==== Data supplied

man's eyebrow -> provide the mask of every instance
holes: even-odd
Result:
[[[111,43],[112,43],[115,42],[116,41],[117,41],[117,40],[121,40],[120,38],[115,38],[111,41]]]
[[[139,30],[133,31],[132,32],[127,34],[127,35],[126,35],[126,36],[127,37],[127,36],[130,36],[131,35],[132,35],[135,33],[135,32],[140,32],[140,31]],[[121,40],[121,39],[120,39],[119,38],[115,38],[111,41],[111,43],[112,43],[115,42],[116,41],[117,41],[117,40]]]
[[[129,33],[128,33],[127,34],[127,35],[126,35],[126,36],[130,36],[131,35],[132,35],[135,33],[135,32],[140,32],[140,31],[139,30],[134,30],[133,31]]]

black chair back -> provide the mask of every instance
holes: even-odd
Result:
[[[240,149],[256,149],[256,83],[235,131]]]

========

The request –
Tally the lines in the entries above that contain the string "every", with case counting, so uppercase and lowercase letters do not match each other. Reply with the number alone.

Exercise response –
2